■ REQUIRED WORK ■
Rewrite all the records below with every "frame" switched to "image" and everything else left as it is. Leave the pictures out.

■ RECORDS SHOWN ■
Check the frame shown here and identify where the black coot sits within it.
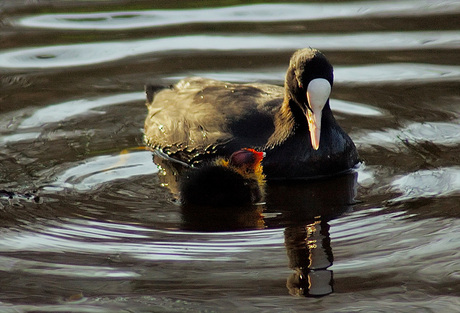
[145,48,359,180]
[180,149,265,207]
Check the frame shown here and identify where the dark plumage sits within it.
[145,48,358,179]
[180,149,265,207]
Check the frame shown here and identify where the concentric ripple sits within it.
[0,31,460,68]
[18,0,460,30]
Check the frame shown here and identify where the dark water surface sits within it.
[0,0,460,312]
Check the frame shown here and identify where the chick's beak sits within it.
[306,78,331,150]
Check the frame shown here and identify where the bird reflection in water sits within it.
[150,156,357,297]
[284,219,334,296]
[265,172,357,297]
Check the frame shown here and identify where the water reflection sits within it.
[154,153,357,296]
[284,219,334,296]
[18,0,460,30]
[0,31,458,72]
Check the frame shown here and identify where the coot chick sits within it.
[145,48,359,180]
[180,149,265,207]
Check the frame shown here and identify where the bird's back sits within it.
[145,78,283,162]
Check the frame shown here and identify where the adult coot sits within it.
[180,149,265,207]
[145,48,358,180]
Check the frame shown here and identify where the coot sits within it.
[145,48,359,180]
[180,149,265,207]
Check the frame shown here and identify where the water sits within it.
[0,0,460,312]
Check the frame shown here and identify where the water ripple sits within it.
[19,92,145,128]
[355,120,460,152]
[17,0,460,30]
[392,167,460,201]
[44,151,158,191]
[0,219,284,261]
[0,31,460,68]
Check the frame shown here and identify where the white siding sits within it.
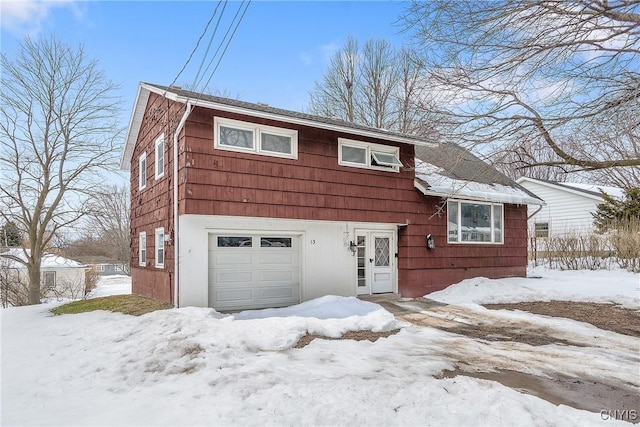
[520,181,601,237]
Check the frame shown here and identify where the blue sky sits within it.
[1,0,408,117]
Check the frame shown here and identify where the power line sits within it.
[169,1,226,91]
[191,1,227,91]
[198,0,251,99]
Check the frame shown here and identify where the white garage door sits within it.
[209,233,300,310]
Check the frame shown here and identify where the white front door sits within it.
[356,231,396,295]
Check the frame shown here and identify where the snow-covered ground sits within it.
[0,270,640,426]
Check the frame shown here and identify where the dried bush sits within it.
[532,233,612,270]
[609,219,640,273]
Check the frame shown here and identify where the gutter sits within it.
[173,101,193,308]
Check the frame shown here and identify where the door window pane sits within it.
[356,236,367,288]
[374,237,389,267]
[260,237,291,248]
[218,236,251,248]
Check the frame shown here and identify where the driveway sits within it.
[368,298,640,424]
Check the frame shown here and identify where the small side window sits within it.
[138,231,147,267]
[156,228,164,268]
[138,153,147,190]
[155,134,164,179]
[534,222,549,239]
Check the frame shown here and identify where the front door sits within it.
[356,231,395,295]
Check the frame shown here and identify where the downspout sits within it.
[173,101,192,308]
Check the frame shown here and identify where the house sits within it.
[0,248,86,299]
[517,177,624,238]
[121,83,542,310]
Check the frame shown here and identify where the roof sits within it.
[0,248,85,269]
[517,176,625,200]
[415,143,544,205]
[120,83,544,205]
[120,83,437,170]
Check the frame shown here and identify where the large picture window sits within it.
[338,138,402,172]
[447,200,504,243]
[214,117,298,159]
[138,153,147,190]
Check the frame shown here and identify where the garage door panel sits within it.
[215,288,254,306]
[213,250,254,266]
[258,251,298,265]
[258,270,294,284]
[214,271,253,285]
[258,286,297,302]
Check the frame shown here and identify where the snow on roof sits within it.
[0,248,85,268]
[415,159,544,205]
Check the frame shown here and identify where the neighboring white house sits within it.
[0,248,86,299]
[517,177,624,238]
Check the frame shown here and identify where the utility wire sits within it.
[169,1,226,92]
[198,0,251,100]
[191,1,228,91]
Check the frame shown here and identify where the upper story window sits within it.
[338,138,402,172]
[155,134,164,179]
[213,117,298,159]
[155,228,164,268]
[138,153,147,190]
[447,200,504,243]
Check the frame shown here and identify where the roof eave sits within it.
[413,179,546,206]
[120,84,150,170]
[516,176,603,202]
[136,83,437,147]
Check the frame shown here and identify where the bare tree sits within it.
[88,185,131,274]
[310,37,359,122]
[404,0,640,185]
[0,38,119,304]
[310,38,436,137]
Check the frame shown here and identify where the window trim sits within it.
[138,151,147,190]
[138,231,147,267]
[213,117,298,160]
[533,221,550,239]
[154,133,166,179]
[446,199,505,245]
[338,138,402,173]
[42,270,57,291]
[154,227,165,268]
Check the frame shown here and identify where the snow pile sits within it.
[0,248,85,269]
[425,267,640,309]
[0,272,638,426]
[89,274,131,298]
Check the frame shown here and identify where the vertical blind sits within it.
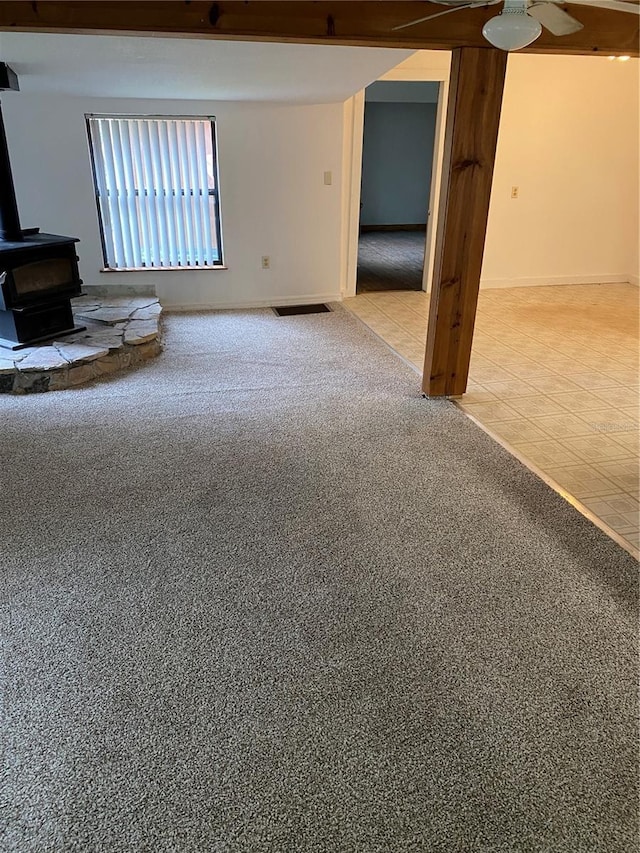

■ TASK OUTPUT ■
Check the image shown here and identify where the black coot sits within it.
[145,48,359,180]
[180,149,265,207]
Check the image shown here and identify where the dark plumage sits within it.
[145,48,358,179]
[180,149,265,207]
Check the image shown here and identify where the concentric ripple sits within it.
[0,31,460,68]
[18,0,460,30]
Check the image shown here and identify where the dark water surface sits within it.
[0,0,460,312]
Check the image shown here and identify where the chick's beak sits within it.
[306,78,331,150]
Check the image shown here and identify where the bird reflection in water sits within it.
[150,156,357,297]
[284,219,334,296]
[265,172,357,297]
Check the image shown here and identify where the water reflection sits within it.
[154,153,357,296]
[284,219,334,296]
[18,0,460,30]
[0,31,458,72]
Check the image shown here and identify where the coot chick sits within it.
[145,48,359,180]
[180,149,265,207]
Check the image shown here and identify where the bird's back sits within it.
[145,78,283,162]
Check the image shown here and identify where the adult coot sits within it.
[180,149,265,207]
[145,48,358,180]
Check the image shown here and identify where the coot sits within it.
[145,48,359,180]
[180,149,265,207]
Check the image shown here and identify where the water sits within it.
[0,0,460,312]
Check the image shown here and identify where the water ripple sits within it.
[19,92,145,128]
[355,120,460,152]
[17,0,460,30]
[392,167,460,201]
[44,151,158,191]
[0,219,284,261]
[0,31,460,68]
Check the image shown here and identify where the white siding sits within it.
[520,181,601,237]
Check the image shown here and identify where the blue sky sits within it.
[1,0,408,117]
Check the image shown here and identify where the power line sits within it.
[169,1,226,91]
[191,1,227,91]
[198,0,251,99]
Check the image shown here and identify where the white garage door sits within it.
[209,233,300,310]
Check the image shown here and identify where the white front door sits within it.
[356,231,396,295]
Check the image shown here and identify where the snow-covered ground sits within it.
[0,270,640,426]
Check the image shown here and identify where the dried bush sits within it.
[532,233,612,270]
[609,219,640,273]
Check the image shown here and identify where the gutter sits within it.
[173,101,193,308]
Check the image shown here and identify where the door window pane sits within it.
[356,236,367,288]
[374,237,389,267]
[260,237,291,248]
[218,236,251,248]
Check the image shown here and identify where the driveway sits within it.
[368,298,640,424]
Check the image shown here and identify where the small side window sits within it.
[138,231,147,267]
[156,228,164,268]
[138,153,147,190]
[155,134,164,179]
[534,222,549,239]
Check the image shown here and identify where the front door sits within it.
[356,231,395,295]
Check the image shown here and identify where the downspout sits within it.
[173,101,192,308]
Check the image shown here and identify where the house sits within it.
[0,248,86,299]
[517,177,624,238]
[121,83,542,310]
Check the image shown here and identify where the roof sits within it.
[0,248,85,269]
[517,176,625,200]
[415,143,544,205]
[120,83,544,205]
[120,83,437,170]
Check the image shown here and identify where the large picture window sits within it.
[338,138,402,172]
[447,200,504,243]
[214,117,298,159]
[138,153,147,190]
Check the image shown here and identify where the garage door panel sits within it.
[215,288,254,306]
[213,250,254,266]
[258,251,298,265]
[258,270,294,284]
[214,271,253,285]
[258,286,297,302]
Check the image shown here and identify where the snow on roof sits within it.
[0,248,85,268]
[415,159,544,205]
Check the image shown here and identify where the neighboring white house sits within it.
[0,248,86,299]
[517,177,624,238]
Check the image shown here and identify where the utility wire sits within it.
[169,1,226,92]
[198,0,251,100]
[191,1,228,91]
Check the image shown here and identify where the upper story window sits within it.
[338,138,402,172]
[155,134,164,179]
[213,117,298,159]
[155,228,164,268]
[138,153,147,190]
[447,200,504,243]
Check the image shown here and identify where the roof eave sits within it.
[413,179,546,206]
[120,84,150,170]
[516,176,603,202]
[136,83,437,147]
Check the image shown here and identify where the bare tree sits within it.
[88,185,131,274]
[310,37,359,122]
[404,0,640,185]
[0,38,119,304]
[310,38,436,137]
Check the image shown here and identify where the window trim sits within it.
[138,151,147,190]
[138,231,147,267]
[213,117,298,160]
[533,221,550,239]
[154,133,166,179]
[446,199,505,245]
[338,138,402,173]
[42,270,57,291]
[154,227,165,268]
Check the image shown here and identify where the snow pile sits within it.
[0,248,85,269]
[425,267,640,309]
[0,272,638,426]
[89,274,131,298]
Check the image shown here and identify where the vertical blind sits within it.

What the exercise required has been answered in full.